THE RECORDS Block Start
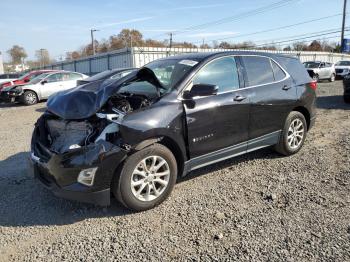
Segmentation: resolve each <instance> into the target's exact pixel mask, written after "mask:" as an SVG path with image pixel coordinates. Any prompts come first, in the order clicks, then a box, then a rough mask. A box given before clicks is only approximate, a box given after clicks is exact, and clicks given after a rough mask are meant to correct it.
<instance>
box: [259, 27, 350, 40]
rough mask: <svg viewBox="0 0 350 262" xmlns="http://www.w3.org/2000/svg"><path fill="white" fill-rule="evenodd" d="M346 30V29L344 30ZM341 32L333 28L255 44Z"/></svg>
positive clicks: (337, 32)
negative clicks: (316, 31)
mask: <svg viewBox="0 0 350 262" xmlns="http://www.w3.org/2000/svg"><path fill="white" fill-rule="evenodd" d="M346 29H348V28H346ZM339 32H341V31H340V29H339V28H333V29H327V30H322V31H317V32H310V33H304V34H298V35H292V36H286V37H281V38H278V39H267V40H260V41H256V42H274V41H281V40H283V39H289V38H295V37H301V38H303V37H304V36H305V37H312V36H314V35H329V34H335V33H339Z"/></svg>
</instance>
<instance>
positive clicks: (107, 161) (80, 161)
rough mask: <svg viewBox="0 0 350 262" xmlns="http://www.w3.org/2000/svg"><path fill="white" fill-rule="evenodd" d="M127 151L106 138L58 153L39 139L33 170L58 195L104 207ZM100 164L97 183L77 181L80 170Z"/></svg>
mask: <svg viewBox="0 0 350 262" xmlns="http://www.w3.org/2000/svg"><path fill="white" fill-rule="evenodd" d="M126 154H127V153H126V151H124V150H123V149H121V148H119V147H117V146H115V145H113V144H111V143H109V142H106V141H100V142H98V143H95V144H90V145H88V146H85V147H81V148H78V149H73V150H70V151H68V152H66V153H64V154H56V153H53V152H51V151H50V150H49V149H48V148H46V147H45V146H43V145H42V144H41V143H40V142H38V141H37V142H34V143H32V153H31V157H30V161H29V162H30V165H31V170H32V171H33V173H34V177H35V178H37V179H38V180H39V181H40V182H41V183H42V184H43V185H44V186H45V187H46V188H48V189H49V190H51V191H52V192H53V193H54V194H55V195H56V196H58V197H62V198H66V199H70V200H77V201H80V202H86V203H91V204H96V205H101V206H108V205H109V204H110V186H111V182H112V179H113V175H114V173H115V170H116V169H117V167H118V165H119V164H120V163H121V162H122V161H123V160H124V158H125V157H126ZM91 167H97V171H96V174H95V179H94V183H93V185H92V186H86V185H83V184H80V183H78V182H77V178H78V175H79V173H80V171H81V170H84V169H87V168H91Z"/></svg>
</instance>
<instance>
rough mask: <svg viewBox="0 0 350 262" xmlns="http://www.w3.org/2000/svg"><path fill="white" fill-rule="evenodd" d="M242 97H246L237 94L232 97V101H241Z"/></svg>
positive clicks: (242, 99) (242, 98) (243, 98)
mask: <svg viewBox="0 0 350 262" xmlns="http://www.w3.org/2000/svg"><path fill="white" fill-rule="evenodd" d="M244 99H246V97H244V96H240V95H238V96H235V98H234V99H233V100H234V101H237V102H241V101H243V100H244Z"/></svg>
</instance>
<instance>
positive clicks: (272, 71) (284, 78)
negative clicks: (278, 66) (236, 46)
mask: <svg viewBox="0 0 350 262" xmlns="http://www.w3.org/2000/svg"><path fill="white" fill-rule="evenodd" d="M242 56H257V57H264V58H267V59H270V65H271V60H272V61H273V62H275V63H276V64H277V65H278V66H279V67H280V68H281V69H282V71H283V72H284V74H285V75H286V76H285V77H284V78H283V79H281V80H279V81H273V82H269V83H265V84H260V85H253V86H245V87H242V88H240V87H238V88H237V89H234V90H231V91H225V92H220V93H218V94H217V95H221V94H226V93H233V92H236V91H240V90H245V89H250V88H254V87H260V86H266V85H272V84H278V83H281V82H283V81H285V80H287V79H289V78H290V74H289V73H288V72H287V71H286V70H285V69H284V68H283V66H281V64H280V63H278V62H277V61H276V60H275V59H273V58H271V57H268V56H266V55H225V56H220V57H217V58H214V59H213V60H211V61H209V62H208V63H207V64H209V63H211V62H212V61H215V60H217V59H220V58H223V57H234V58H235V61H236V57H242ZM207 64H205V65H203V67H204V66H206V65H207ZM203 67H201V68H200V69H199V70H201V69H202V68H203ZM199 70H198V71H199ZM271 70H273V69H272V66H271ZM237 73H238V72H237ZM272 73H273V71H272ZM196 74H197V73H196ZM196 74H195V75H194V76H193V77H192V78H191V79H190V80H189V81H188V83H187V84H186V87H185V88H183V90H182V91H181V92H180V93H179V95H178V99H179V100H181V101H182V100H184V99H183V98H182V95H183V93H184V91H186V90H187V89H188V88H189V85H190V84H191V82H192V80H193V78H194V77H195V76H196ZM201 98H206V96H203V97H193V99H194V100H197V99H201Z"/></svg>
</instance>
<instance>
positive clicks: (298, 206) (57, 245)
mask: <svg viewBox="0 0 350 262" xmlns="http://www.w3.org/2000/svg"><path fill="white" fill-rule="evenodd" d="M341 94H342V85H341V82H340V81H338V82H336V83H321V84H319V89H318V96H319V97H318V107H319V109H318V118H317V121H316V125H315V127H314V128H313V129H312V130H311V132H310V133H309V134H308V138H307V141H306V144H305V146H304V148H303V149H302V150H301V151H300V152H299V153H298V154H296V155H294V156H291V157H281V156H279V155H277V154H276V153H274V152H273V151H272V150H270V149H264V150H260V151H257V152H254V153H250V154H247V155H245V156H241V157H238V158H235V159H232V160H228V161H225V162H221V163H219V164H216V165H212V166H210V167H207V168H203V169H201V170H198V171H196V172H192V173H190V174H189V176H187V177H186V178H185V179H183V180H181V181H180V182H179V183H178V184H177V185H176V187H175V190H174V191H173V194H172V195H171V197H170V198H169V200H167V201H166V202H165V203H163V204H162V205H161V206H159V207H157V208H155V209H153V210H149V211H147V212H142V213H131V212H129V211H127V210H125V209H124V208H123V207H121V206H120V205H119V204H118V203H117V202H116V201H114V202H113V203H112V205H111V206H110V207H108V208H99V207H94V206H91V205H86V204H80V203H75V202H70V201H66V200H62V199H58V198H56V197H54V196H53V195H52V194H51V193H50V192H48V191H47V190H46V189H44V188H43V187H42V186H41V185H39V184H38V183H37V182H36V181H35V180H33V178H32V177H30V176H29V175H28V172H27V168H26V164H27V163H26V159H27V157H28V150H29V141H30V136H31V131H32V129H33V124H34V122H35V120H36V119H37V118H38V117H39V115H40V114H41V113H42V112H43V110H44V106H45V104H43V103H42V104H39V105H36V106H31V107H22V106H16V107H6V106H2V108H0V123H1V126H0V139H1V145H2V147H1V152H0V160H1V161H0V192H1V197H0V236H1V237H0V260H1V261H32V260H35V261H57V260H59V261H77V260H83V261H97V260H98V261H101V260H102V261H112V260H130V261H135V260H149V261H168V260H195V261H199V260H203V261H211V260H240V261H241V260H245V261H253V260H254V261H350V208H349V205H350V197H349V192H350V136H349V130H350V106H349V105H346V104H344V103H343V100H342V97H341Z"/></svg>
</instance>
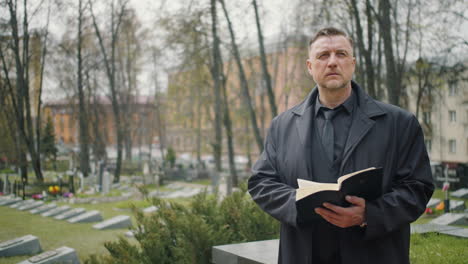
THE RECORDS Block End
§ **WORK INSTRUCTION**
Here the job is to output the lines from the top of the listing through the line holding "positive clicks: (107, 161) (80, 161)", word for word and without pictures.

§ **WRITTEN ANSWER**
Segmentation: resolve each <instance> into the target's exact pixel mask, written after "mask:" as an SVG path with image pixel coordinates. Any prompts come first, in the order clicks, then a box, then a rough mask. A box given before clicks is only approximate, a box given after clicks is exact, and clicks given after a rough mask are meant to correct it.
<instance>
box: [259, 27, 350, 40]
rough mask: <svg viewBox="0 0 350 262" xmlns="http://www.w3.org/2000/svg"><path fill="white" fill-rule="evenodd" d="M346 30V29L344 30ZM341 32L333 28L255 44Z"/></svg>
positive clicks: (337, 32)
negative clicks: (316, 31)
mask: <svg viewBox="0 0 350 262" xmlns="http://www.w3.org/2000/svg"><path fill="white" fill-rule="evenodd" d="M346 29H348V28H346ZM339 32H341V31H340V29H339V28H333V29H327V30H322V31H317V32H310V33H304V34H298V35H292V36H286V37H281V38H278V39H267V40H260V41H256V42H274V41H281V40H283V39H289V38H295V37H301V38H303V37H304V36H305V37H312V36H314V35H329V34H335V33H339Z"/></svg>
</instance>
<instance>
positive clicks: (107, 161) (80, 161)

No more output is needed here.